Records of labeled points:
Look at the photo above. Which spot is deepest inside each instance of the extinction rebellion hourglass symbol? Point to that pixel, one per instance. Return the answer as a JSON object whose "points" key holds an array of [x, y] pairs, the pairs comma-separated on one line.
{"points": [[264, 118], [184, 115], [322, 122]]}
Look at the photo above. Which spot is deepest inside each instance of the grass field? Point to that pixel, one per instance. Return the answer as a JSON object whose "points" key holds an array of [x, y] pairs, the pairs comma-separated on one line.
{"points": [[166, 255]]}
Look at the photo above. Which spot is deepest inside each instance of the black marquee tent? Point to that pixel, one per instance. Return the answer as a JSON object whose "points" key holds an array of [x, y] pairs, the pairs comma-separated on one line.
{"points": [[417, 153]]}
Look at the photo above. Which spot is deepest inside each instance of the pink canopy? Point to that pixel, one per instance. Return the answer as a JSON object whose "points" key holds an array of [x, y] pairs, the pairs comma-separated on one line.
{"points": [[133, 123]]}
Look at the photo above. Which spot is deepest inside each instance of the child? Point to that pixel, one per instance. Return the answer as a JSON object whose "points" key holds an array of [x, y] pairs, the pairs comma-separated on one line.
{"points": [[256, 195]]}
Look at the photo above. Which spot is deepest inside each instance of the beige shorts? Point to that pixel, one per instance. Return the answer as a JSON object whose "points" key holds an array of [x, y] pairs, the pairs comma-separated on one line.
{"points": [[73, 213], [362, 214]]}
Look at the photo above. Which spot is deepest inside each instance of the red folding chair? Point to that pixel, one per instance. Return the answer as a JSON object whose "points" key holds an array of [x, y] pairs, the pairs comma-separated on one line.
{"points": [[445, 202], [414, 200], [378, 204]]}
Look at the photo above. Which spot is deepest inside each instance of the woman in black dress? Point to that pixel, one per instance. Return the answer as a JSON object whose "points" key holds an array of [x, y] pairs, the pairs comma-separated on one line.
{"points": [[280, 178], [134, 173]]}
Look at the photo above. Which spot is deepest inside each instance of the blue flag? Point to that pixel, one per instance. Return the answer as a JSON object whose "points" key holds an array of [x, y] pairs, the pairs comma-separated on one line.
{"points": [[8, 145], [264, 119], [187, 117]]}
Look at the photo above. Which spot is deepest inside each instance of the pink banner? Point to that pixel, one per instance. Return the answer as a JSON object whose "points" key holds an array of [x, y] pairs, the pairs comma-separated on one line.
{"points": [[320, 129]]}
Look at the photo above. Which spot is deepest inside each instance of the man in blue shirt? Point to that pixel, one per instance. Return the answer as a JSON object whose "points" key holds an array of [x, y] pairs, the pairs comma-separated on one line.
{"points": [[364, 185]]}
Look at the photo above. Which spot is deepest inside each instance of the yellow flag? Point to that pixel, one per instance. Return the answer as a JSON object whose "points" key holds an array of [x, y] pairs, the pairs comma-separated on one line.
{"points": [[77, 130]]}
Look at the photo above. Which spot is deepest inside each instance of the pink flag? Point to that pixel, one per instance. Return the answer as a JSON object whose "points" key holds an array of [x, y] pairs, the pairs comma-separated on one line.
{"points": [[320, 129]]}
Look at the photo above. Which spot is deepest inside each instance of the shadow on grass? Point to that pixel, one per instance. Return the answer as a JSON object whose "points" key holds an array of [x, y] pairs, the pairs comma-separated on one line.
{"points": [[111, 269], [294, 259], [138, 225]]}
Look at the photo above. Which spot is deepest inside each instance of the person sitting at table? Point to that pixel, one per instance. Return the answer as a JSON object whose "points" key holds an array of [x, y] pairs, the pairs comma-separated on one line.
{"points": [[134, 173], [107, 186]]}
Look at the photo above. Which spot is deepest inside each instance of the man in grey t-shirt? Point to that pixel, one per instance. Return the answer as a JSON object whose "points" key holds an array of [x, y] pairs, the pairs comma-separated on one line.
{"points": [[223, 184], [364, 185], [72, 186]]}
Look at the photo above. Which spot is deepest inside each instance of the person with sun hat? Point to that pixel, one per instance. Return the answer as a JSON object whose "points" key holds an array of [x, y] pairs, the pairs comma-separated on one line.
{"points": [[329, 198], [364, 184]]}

GIVEN EXERCISE> Repeat every line of these items word for word, including the answers.

REPLY>
Look at the photo above. Which spot is deepest inside each instance of the extinction rebellion hourglass symbol? Point to that pixel, one per instance. Return the answer as a JSON object whose "points" key holds an array of [x, y] pairs, the pairs comma-separated on one line.
{"points": [[264, 118], [184, 115], [322, 122]]}
Look at the photo above. Which spot is deepest inside each instance of the grass field? Point to that pixel, one per instance. Return the answer as a JSON object whose "points" key holds an array of [x, y] pairs, the pairs comma-separated on one line.
{"points": [[166, 255]]}
Look at the photo above. Which spot is deepest inside each instance of the black marquee tent? Point to that pixel, one per instance. Return the answer as a JSON object whose "points" key holds an array of [x, y] pairs, the pairs comma-separated on one line.
{"points": [[417, 153]]}
Look at the photo above. Which spot is deepest inside each instance of the pink canopy? Point to that pixel, one per instance. Return the answer as a JSON object whose "points" key holds an array of [x, y] pairs, the pairs comma-separated on one line.
{"points": [[133, 123]]}
Look at the photo above. Which spot is deepest inside each instance of the child? Point to that pixel, one per instance. Return the answer as a JSON object whose "points" key holds an array of [x, y] pairs, the pairs comma-separated on one line.
{"points": [[256, 195]]}
Look at the photo above. Which spot is deepest inside each instance of the beige shorts? Point to that pixel, one per instance. Return the answer as a JSON object whose "points" key holds an array of [x, y] pairs, the pairs comma-separated on one line.
{"points": [[73, 213], [362, 214]]}
Look at the photo above. Which spot is deepest inside each instance of the red folding chair? Point to that pixel, one per instance. Return the answer as a JSON object whose "points" key holds an array of [x, y] pairs, the pairs comma-separated on one line.
{"points": [[445, 202], [414, 200], [378, 204]]}
Look at the photo above. Which spot is deepest inside each instance of the woman in black dress? Point to that pixel, one per instance. Return the answer as a JSON object whose "points" key holds an array of [x, y] pairs, the pairs comma-separated on one line.
{"points": [[280, 178], [134, 173]]}
Look at the photo above. Which spot is deepest inside each instance of the blue flag? Point to that pixel, one per instance. Return the answer as a JSON object whose "points" key holds an array of [x, y] pairs, the pairs comma-separated on one line.
{"points": [[8, 145], [264, 119], [187, 117]]}
Look at the photo above. Which spot is deepest inside each instance of the pink banner? Point to that pixel, one per instance. Return the answer as a JSON object whose "points" key holds an array of [x, y] pairs, the pairs comma-separated on one line.
{"points": [[320, 129]]}
Look at the photo above. Which spot is deepest inside each instance of the man in blue shirt? Point to that pixel, one per instance. Return the answer as a JSON object whose "points" key holds an array of [x, y] pairs, the pairs comma-separated on one line.
{"points": [[364, 185]]}
Look at the photo above. Which spot is deepest inside each instance of the yellow flag? Point to that pixel, one per instance. Return the answer as a JSON object whose "points" key holds an array of [x, y] pairs, the pairs comma-separated on one line.
{"points": [[77, 130]]}
Look at the photo above. Which spot is deepest inside each instance of the pink flag? Point to that pixel, one per instance. Return the answer as a JSON object whose "points" key holds an array of [x, y] pairs, the pairs comma-separated on one line.
{"points": [[320, 129]]}
Look at the photo above. Which spot is deepest inside each instance of the shadow on grass? Point to that pixel, one per instance. Return the answer as a JSON object whose "points" key holds an array of [x, y] pairs, the pairs comma-separated on one line.
{"points": [[111, 269], [294, 259], [138, 225]]}
Look at the photo above. Which spot is deepest inside each instance of the person sitting at table? Point to that pixel, one per instance. Return the answer as a JSON object whose "points" key holds an array of [x, y] pairs, the pairs comma-separated on one line.
{"points": [[134, 173], [107, 186]]}
Look at the photo above. Which spot is deepest inside each instance of the man in grey t-shirt? Point to that pixel, one per instance. Return the answer as a JSON object whose "points" key holds an array of [x, y] pairs, the pairs comma-separated on one line.
{"points": [[223, 184], [364, 185], [72, 186]]}
Look at the photo above. Which spot is deepest inside each instance of the person with sun hat? Point to that pixel, one per instance. Return the answer as a JSON object whose "points" key holds an array of [x, y] pairs, the pairs comma-separated on one line.
{"points": [[329, 198], [364, 184]]}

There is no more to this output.